# Exercise set:
(A) Name every person mentioned in the airport-deal excerpt below.
(B) From the records below, copy every line that contains the string "Query".

That said, (and as Frank Gamrat, executive director of the Allegheny Institute, recently noted in an interview with KDKA Radio’s Chris Moore), there’s plenty of speculation that the presence of so much federal money made it more palatable to move forward with the deal.

And a valid question is if, propped up by all those federal dollars (remember, money is fungible), that $1.4 billion price tag will balloon again. Of course, it will.

Remember, the project’s cost estimate began at $1.1 billion. After all, there’s nothing quite like “free federal money” to give cover for rising costs.

Another question (as posed by think tank president-emeritus Jake Haulk) involves the seven-year term of the agreement with the airlines.

“How is seven years enough to convince bond buyers this is a good deal?” he asks. Such bonds typically have 20-year terms or longer.

Additionally, Haulk says “one can only hazard a guess at what the airlines are getting for signing on to this deal.”

That is, what kinds of goodies in the form of subsidies, a past and largely failed practice of the Airport Authority, have been delivered on a silver platter?

# Information provided:
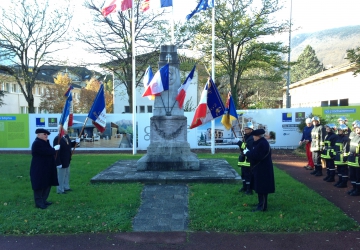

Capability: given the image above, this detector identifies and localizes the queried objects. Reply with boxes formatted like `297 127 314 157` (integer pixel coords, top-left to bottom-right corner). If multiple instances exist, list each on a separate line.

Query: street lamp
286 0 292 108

==

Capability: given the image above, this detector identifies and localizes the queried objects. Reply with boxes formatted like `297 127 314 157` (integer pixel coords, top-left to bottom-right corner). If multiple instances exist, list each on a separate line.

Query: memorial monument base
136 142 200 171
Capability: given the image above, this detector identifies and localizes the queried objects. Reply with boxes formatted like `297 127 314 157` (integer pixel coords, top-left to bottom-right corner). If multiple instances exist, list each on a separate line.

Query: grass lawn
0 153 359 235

# Solutions per task:
(A) Frank Gamrat, Chris Moore, Jake Haulk

(B)
Query: street lamp
Query: memorial monument base
Query: grass lawn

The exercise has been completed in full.